EXCERTO PARA LEITURA:
· · ·

Bom dia! Aqui pela Lagoa noite de aguaceiros por vezes moderados e inicio de manhã identico. Algum vento. Registei até ao momento uma minima de 14ºC ás 8h30 estavam 14,8ºC.


----------



## AnDré (26 Nov 2010 às 11:16)

alex vieria disse:


> pelo menos esta a chover mesmo ao pé do litoral, nas montanhas chove mas não esta a ser de tal intensidade como no litoral, por isso as ribeiras se estão a comportar muito bem!!!



Exacto, desta vez não houve uma grande discrepância entre o Funchal e o Areeiro, por exemplo.

Precipitação acumulada entre as 9h de ontem e as 9h de hoje:

185,2mm - Areeiro (1590m);
165,7mm - Bica da Cana (1560m);
155,1mm - Funchal, Observatório (58m);
143,4mm - Quinta Grande (580m);
111,9mm - Lugar de Baixo (40m);
110,7mm - Santo da Serra (660m);
98,8mm - Funchal, Lido (25m);
74,4mm - Santa Catarina, aeroporto (49m);
49,3mm - S.Vicente (97m);
31,0mm - Ponta do Pargo (298m);
23,6mm - Santana (380m);
16,8mm - Porto Santo, aeroporto (78m);
14,6mm - Ponta de S. Jorge (257m).


----------



## jonhfx (26 Nov 2010 às 11:52)

Mais alguns dados de precipitação de ontem, fonte LREC ® :




Hoje esta sendo um dia mais calmo, notar só o Vento que sopra com alguma intensidade.


----------



## Knyght (26 Nov 2010 às 12:02)

O cenário do próximo Domingo começa a roçar o preocupante visto não haver muito tempo para libertar a quantidade de entulho que desceu ontem pelas serras...

9Horas de chuva moderada a forte sem interrupção...


----------



## jonhfx (26 Nov 2010 às 14:05)

trovoada pelo Funchal


----------



## Rayco (26 Nov 2010 às 15:27)

· · ·

TAREFA PROPOSTA: Reproduza, tal como está, o trecho do excerto sobre a chuva, começando em "185,2mm - Areeiro" e terminando em "S. Jorge (257m).".

Registos de anotação por pontos
· · ·

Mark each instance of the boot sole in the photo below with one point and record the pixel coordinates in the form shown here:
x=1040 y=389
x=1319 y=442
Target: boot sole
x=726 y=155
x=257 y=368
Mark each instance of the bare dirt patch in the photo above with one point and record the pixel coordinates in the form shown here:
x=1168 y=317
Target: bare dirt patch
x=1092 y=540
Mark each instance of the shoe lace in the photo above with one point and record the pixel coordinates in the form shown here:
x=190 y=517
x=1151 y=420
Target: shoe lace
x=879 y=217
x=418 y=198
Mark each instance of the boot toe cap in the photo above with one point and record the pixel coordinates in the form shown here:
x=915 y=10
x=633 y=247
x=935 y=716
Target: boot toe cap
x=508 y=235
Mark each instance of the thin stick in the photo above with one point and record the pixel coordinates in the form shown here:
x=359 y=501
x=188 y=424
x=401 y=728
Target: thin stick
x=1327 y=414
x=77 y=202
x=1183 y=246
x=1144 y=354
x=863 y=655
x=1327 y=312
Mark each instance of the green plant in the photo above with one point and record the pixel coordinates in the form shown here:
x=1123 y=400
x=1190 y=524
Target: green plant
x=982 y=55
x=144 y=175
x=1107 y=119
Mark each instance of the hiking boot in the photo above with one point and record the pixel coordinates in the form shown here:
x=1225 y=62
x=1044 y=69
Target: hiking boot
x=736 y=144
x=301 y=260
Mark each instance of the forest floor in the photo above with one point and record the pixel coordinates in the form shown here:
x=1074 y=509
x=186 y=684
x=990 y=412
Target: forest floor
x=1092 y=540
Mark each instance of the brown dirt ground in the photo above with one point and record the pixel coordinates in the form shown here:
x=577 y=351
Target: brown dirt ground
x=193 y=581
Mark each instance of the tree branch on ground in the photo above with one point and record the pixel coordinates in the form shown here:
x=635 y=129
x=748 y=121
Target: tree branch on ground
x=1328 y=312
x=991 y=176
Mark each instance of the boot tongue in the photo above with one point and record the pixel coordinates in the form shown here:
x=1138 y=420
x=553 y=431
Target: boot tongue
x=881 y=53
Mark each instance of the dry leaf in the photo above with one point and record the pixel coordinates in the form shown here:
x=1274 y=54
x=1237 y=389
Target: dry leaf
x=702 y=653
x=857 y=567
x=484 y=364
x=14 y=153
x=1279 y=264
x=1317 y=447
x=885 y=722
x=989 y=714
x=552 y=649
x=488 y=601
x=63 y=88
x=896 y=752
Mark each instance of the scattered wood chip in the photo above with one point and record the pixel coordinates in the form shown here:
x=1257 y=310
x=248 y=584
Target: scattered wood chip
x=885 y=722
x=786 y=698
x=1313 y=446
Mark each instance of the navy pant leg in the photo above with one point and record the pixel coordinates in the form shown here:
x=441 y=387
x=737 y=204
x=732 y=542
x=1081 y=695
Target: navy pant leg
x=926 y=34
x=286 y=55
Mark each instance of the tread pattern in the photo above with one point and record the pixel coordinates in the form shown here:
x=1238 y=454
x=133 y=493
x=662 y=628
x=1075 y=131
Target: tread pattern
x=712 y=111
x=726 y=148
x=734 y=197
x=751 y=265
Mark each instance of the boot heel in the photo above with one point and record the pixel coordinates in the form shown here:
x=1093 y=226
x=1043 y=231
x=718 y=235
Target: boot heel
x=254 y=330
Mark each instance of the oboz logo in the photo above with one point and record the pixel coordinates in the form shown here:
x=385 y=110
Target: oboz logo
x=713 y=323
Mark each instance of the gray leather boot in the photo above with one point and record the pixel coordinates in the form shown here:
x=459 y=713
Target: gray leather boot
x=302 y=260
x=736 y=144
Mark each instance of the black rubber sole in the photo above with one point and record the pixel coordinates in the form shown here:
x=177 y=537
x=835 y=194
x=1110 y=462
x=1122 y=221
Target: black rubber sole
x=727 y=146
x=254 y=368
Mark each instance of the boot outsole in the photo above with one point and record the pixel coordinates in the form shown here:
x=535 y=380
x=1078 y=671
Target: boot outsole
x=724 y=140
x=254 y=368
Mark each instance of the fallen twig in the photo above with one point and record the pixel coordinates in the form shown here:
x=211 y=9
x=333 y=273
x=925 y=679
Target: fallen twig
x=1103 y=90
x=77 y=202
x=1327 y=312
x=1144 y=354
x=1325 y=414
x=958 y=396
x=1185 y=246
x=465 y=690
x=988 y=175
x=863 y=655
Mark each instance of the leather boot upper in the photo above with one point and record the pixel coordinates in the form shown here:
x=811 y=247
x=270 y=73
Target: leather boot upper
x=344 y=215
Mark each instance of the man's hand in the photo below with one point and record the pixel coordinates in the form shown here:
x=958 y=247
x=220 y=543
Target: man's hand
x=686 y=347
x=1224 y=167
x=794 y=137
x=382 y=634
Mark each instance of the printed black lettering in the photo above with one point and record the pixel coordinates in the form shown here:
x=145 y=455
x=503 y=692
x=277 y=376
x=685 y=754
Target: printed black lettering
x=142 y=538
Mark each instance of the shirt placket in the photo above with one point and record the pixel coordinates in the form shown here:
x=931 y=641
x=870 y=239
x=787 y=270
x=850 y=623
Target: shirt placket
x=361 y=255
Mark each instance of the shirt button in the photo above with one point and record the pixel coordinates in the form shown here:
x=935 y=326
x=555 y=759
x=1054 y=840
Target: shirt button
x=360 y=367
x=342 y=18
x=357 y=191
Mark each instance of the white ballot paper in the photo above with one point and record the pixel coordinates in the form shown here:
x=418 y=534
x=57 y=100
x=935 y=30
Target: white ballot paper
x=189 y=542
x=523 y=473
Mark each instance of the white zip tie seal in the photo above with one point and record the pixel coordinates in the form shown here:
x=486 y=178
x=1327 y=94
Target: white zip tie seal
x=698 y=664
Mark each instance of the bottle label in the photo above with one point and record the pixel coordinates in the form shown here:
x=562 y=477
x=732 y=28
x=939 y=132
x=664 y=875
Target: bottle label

· · ·

RESULTADO DO EXERCÍCIO:
185,2mm - Areeiro (1590m);
165,7mm - Bica da Cana (1560m);
155,1mm - Funchal, Observatório (58m);
143,4mm - Quinta Grande (580m);
111,9mm - Lugar de Baixo (40m);
110,7mm - Santo da Serra (660m);
98,8mm - Funchal, Lido (25m);
74,4mm - Santa Catarina, aeroporto (49m);
49,3mm - S.Vicente (97m);
31,0mm - Ponta do Pargo (298m);
23,6mm - Santana (380m);
16,8mm - Porto Santo, aeroporto (78m);
14,6mm - Ponta de S. Jorge (257m).